### DATA ROWS
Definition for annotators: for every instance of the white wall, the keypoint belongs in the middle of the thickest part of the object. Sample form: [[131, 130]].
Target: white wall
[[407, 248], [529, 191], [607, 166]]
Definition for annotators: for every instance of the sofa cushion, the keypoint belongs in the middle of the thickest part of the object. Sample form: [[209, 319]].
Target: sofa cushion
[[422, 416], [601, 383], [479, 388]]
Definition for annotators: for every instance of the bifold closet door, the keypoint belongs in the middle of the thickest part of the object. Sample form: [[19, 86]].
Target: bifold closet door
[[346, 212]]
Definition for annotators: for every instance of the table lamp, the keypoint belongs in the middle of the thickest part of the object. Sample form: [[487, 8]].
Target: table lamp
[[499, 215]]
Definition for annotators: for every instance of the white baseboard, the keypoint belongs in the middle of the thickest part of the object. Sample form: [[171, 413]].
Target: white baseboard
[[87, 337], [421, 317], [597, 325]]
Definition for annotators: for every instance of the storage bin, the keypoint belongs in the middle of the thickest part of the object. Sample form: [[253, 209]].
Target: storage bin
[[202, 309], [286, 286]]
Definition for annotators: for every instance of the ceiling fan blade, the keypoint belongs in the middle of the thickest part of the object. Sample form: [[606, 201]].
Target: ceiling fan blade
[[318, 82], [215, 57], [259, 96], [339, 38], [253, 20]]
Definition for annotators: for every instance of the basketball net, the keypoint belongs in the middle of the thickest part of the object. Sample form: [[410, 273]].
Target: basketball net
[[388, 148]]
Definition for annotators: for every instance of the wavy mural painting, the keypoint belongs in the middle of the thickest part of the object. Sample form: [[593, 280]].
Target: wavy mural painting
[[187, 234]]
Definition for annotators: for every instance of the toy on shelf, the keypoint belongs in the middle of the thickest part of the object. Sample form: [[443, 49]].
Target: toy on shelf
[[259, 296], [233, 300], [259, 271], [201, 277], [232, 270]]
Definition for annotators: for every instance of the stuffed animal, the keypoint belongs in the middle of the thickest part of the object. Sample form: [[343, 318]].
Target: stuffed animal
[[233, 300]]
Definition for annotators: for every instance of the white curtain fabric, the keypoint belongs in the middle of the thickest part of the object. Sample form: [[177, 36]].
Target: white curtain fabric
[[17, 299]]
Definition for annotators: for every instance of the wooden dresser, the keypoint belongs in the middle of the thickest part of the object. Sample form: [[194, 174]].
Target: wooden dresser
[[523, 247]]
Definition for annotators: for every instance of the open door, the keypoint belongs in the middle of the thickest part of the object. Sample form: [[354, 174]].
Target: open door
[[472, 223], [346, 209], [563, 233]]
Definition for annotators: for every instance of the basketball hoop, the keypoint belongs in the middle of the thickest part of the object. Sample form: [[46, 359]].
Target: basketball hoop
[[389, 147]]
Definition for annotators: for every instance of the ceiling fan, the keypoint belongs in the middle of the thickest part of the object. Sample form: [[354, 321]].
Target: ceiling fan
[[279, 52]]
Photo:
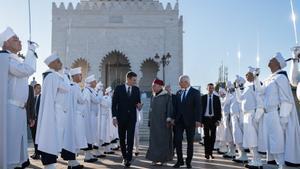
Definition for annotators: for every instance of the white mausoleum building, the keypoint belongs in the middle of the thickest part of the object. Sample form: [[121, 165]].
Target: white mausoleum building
[[110, 37]]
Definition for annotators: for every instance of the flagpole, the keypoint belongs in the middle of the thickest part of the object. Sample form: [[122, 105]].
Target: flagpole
[[257, 51], [29, 16], [294, 21]]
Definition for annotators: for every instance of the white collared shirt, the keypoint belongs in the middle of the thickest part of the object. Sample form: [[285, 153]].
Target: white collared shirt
[[207, 105], [186, 92]]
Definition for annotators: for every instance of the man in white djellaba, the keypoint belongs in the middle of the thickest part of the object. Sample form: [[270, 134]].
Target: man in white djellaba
[[226, 120], [280, 123], [74, 97], [251, 108], [220, 143], [14, 93], [237, 115], [49, 136], [92, 112]]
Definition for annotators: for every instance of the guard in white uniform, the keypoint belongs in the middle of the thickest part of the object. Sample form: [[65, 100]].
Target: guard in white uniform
[[250, 107], [13, 120], [49, 135], [281, 125], [227, 121], [236, 114], [92, 112]]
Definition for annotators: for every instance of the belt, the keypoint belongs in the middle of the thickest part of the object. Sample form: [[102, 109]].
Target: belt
[[271, 109], [60, 107], [17, 103]]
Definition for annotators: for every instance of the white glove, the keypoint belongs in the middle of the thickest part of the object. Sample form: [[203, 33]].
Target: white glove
[[284, 121], [32, 46]]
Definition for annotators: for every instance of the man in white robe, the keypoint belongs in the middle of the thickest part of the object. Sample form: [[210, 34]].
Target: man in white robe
[[51, 120], [13, 118], [220, 144], [92, 112], [106, 121], [139, 122], [281, 125], [74, 97], [226, 120], [250, 107], [236, 115]]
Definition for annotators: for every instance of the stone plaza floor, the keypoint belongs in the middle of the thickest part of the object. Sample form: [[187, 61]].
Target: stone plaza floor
[[114, 161]]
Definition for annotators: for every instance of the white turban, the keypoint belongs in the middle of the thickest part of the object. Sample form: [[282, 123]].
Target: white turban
[[280, 59], [75, 71], [240, 80], [5, 35], [90, 79], [51, 58]]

### DIRECTION
Please quote the records above word for word, starting with the line that contains "Definition for annotators: for every instance of the table" and going on through the line that contains "[[233, 300]]".

### COMPLETE OUTPUT
Definition for annotators: for every instance of the table lamp, the keypoint belongs in the middle of the thickest part of the object. Sample form: [[487, 8]].
Target: table lamp
[[499, 215]]
Definition for annotators: for every instance of the white baseboard, the keypoint belongs in the middle of the thickest part of the object. Sample form: [[171, 413]].
Target: white baseboard
[[87, 337], [421, 317], [597, 325]]
Definition for annotators: for every instance of the storage bin, the keypoint belongs in the middle of the thickest part of the object. Sample form: [[253, 209]].
Target: storage bin
[[202, 309], [286, 286]]
Definition for annotators: for every instance of the ceiling fan blade, the keypoint belongs in the middle of the thickest part of the object. Sample form: [[606, 201]].
Target: ceiling fan blade
[[318, 82], [215, 57], [259, 96], [339, 38], [253, 20]]
Definition for annotators: for every instance of the basketball net, the keypoint belongs in the middle of the thickest part of the object. Sample form: [[410, 273]].
Target: basketball net
[[388, 148]]
Definition for annotators: for every instance of the wavy mural painting, the keypoint belongs in the middle of the thickest part of the object. Sample form: [[593, 280]].
Target: wavy mural painting
[[187, 234]]
Definition for annotators: for every instance of the toy on shelf, the keypoint belongs in the middle of the thickest part of the object. Sample form: [[443, 49]].
Target: toy on shelf
[[259, 296], [233, 300], [259, 271], [201, 277], [232, 270]]
Definition for annotators: for every instance of the stuffed animal, the keypoint belongs in the middle of the thickest part of the object. Sample form: [[343, 318]].
Target: stuffed animal
[[233, 300]]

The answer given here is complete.